## EXERCISE DIRECTIONS:
Among the records below, find each line that includes the string "rough" and copy it.

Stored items
● ● ● ● ● ● ●

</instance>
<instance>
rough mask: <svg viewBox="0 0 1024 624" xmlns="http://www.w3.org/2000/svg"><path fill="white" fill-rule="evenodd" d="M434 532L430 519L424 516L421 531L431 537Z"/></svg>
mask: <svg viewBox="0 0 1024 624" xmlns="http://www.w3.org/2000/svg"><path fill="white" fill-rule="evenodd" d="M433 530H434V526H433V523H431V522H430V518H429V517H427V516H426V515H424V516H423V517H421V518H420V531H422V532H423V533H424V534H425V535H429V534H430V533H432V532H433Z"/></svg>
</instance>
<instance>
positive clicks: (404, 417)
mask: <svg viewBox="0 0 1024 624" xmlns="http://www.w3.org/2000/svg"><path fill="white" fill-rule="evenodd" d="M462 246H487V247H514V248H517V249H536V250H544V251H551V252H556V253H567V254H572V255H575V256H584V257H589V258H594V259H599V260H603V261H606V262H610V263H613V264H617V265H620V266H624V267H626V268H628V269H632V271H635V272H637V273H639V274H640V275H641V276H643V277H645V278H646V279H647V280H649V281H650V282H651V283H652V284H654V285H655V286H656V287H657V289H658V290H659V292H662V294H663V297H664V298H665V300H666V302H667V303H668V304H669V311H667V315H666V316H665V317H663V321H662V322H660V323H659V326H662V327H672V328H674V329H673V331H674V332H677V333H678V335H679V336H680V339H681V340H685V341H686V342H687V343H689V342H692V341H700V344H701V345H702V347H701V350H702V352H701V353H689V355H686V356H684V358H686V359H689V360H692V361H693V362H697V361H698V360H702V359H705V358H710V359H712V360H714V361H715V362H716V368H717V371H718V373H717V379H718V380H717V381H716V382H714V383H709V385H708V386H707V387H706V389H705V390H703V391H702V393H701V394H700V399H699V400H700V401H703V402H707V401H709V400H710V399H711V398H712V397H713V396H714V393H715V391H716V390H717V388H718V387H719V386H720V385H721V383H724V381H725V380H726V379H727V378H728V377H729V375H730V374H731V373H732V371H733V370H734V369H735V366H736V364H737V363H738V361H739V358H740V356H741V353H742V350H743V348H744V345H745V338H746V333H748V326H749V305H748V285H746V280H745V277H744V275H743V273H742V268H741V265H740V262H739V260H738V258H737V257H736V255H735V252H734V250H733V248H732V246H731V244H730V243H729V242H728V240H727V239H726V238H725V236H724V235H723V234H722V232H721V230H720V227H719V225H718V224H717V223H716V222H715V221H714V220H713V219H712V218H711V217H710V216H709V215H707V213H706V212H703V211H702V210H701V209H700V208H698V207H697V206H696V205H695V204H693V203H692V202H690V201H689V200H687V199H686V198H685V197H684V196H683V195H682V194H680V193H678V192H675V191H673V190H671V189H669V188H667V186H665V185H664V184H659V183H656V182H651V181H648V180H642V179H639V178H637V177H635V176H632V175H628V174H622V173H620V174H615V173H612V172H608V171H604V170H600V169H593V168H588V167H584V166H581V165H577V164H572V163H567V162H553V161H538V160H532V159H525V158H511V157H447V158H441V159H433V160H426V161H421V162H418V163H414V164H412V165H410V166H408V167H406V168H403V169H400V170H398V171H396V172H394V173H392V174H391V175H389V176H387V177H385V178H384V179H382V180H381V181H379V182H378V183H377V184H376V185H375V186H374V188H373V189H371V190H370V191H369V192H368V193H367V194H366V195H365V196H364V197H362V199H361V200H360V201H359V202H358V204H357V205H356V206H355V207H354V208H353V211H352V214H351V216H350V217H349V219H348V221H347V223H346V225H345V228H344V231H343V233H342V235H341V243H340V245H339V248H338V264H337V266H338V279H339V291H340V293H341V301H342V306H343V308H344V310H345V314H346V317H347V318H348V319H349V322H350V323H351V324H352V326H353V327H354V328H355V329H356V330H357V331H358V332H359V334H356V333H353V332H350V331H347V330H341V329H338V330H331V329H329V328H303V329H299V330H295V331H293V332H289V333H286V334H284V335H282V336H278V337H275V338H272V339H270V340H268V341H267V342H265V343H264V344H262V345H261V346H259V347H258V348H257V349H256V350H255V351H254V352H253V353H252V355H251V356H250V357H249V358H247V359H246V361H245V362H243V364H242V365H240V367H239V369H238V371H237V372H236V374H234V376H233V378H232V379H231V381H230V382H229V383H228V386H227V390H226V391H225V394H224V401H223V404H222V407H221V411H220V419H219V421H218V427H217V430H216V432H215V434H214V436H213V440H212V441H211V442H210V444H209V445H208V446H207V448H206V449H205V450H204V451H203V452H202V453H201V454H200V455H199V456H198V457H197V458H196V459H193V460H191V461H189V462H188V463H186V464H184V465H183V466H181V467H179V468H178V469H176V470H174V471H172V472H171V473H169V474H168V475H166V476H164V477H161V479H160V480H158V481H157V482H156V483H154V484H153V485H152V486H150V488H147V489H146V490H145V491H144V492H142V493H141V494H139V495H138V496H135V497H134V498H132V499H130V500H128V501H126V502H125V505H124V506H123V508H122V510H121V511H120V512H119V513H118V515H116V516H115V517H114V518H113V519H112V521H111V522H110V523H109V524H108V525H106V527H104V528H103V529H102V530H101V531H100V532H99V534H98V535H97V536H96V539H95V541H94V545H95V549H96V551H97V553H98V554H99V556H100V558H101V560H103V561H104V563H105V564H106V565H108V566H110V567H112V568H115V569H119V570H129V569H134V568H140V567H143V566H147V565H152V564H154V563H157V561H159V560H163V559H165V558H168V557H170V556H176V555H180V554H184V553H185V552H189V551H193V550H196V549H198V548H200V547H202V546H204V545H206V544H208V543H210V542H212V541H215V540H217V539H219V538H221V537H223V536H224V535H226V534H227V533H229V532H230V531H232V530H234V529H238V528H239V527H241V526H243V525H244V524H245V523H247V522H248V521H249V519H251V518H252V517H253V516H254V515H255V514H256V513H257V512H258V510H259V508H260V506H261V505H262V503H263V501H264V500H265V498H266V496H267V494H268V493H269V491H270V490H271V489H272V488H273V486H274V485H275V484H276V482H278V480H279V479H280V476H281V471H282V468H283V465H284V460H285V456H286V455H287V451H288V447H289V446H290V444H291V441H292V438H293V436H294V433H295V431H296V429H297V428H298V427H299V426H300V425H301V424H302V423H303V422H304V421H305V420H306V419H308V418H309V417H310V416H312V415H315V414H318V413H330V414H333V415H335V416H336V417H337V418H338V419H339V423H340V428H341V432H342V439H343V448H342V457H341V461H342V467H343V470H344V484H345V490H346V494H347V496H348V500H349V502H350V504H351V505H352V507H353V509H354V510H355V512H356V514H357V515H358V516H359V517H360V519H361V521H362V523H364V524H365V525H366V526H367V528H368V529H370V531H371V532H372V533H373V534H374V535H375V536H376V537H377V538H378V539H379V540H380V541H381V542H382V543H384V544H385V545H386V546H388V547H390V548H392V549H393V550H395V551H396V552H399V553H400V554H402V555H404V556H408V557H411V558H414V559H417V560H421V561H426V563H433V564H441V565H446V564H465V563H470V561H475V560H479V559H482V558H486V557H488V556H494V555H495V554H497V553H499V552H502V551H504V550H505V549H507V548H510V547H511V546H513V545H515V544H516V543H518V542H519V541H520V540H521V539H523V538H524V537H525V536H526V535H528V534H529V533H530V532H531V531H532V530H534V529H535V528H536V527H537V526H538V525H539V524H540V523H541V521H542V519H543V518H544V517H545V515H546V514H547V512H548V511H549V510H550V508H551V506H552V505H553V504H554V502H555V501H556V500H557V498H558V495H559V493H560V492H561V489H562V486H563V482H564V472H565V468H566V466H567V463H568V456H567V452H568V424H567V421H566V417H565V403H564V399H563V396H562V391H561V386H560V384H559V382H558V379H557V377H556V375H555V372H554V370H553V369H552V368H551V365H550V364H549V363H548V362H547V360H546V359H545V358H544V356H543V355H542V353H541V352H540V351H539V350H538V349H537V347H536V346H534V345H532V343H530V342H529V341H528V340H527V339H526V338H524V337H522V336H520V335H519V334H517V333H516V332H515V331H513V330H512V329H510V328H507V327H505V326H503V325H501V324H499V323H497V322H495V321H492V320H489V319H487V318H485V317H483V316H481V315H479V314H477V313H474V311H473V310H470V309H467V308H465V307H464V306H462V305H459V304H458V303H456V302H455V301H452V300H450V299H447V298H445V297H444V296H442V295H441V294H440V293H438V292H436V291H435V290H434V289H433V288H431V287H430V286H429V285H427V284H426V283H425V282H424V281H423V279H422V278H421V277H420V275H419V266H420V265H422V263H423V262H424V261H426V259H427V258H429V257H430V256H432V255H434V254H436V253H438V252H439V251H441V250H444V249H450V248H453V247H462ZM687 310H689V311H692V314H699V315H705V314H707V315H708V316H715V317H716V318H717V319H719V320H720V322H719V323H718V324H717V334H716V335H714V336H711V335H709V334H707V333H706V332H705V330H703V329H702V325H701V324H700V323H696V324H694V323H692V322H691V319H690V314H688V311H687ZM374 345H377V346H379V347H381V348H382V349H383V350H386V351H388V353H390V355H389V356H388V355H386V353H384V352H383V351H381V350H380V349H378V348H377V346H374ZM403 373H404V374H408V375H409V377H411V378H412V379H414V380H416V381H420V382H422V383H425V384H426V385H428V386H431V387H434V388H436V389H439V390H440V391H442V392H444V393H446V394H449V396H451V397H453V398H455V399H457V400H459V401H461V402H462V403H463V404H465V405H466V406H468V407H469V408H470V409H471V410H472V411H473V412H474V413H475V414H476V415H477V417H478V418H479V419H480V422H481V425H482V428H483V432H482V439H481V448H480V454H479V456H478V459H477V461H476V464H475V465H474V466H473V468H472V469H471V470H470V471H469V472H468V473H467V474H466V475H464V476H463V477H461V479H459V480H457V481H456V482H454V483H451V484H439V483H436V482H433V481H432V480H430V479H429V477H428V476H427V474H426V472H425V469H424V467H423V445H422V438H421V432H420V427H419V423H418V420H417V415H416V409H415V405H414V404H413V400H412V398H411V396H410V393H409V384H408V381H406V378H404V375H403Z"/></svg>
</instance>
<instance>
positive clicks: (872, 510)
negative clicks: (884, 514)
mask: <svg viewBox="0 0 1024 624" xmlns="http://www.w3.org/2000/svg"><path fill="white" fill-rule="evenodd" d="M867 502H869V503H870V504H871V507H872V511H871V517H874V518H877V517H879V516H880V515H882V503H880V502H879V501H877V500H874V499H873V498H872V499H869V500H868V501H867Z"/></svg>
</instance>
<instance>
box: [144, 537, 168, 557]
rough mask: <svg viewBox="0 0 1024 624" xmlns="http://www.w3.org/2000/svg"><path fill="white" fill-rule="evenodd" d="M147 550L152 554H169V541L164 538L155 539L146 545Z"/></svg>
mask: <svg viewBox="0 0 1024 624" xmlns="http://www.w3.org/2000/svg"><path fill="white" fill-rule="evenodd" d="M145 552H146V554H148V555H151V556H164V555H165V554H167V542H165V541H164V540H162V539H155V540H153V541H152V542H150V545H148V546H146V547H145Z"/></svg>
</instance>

● ● ● ● ● ● ●

## ANSWER AREA:
rough mask: <svg viewBox="0 0 1024 624" xmlns="http://www.w3.org/2000/svg"><path fill="white" fill-rule="evenodd" d="M434 532L430 519L424 516L421 531L431 537Z"/></svg>
rough mask: <svg viewBox="0 0 1024 624" xmlns="http://www.w3.org/2000/svg"><path fill="white" fill-rule="evenodd" d="M147 550L152 554H169V541L164 538L155 539L146 545Z"/></svg>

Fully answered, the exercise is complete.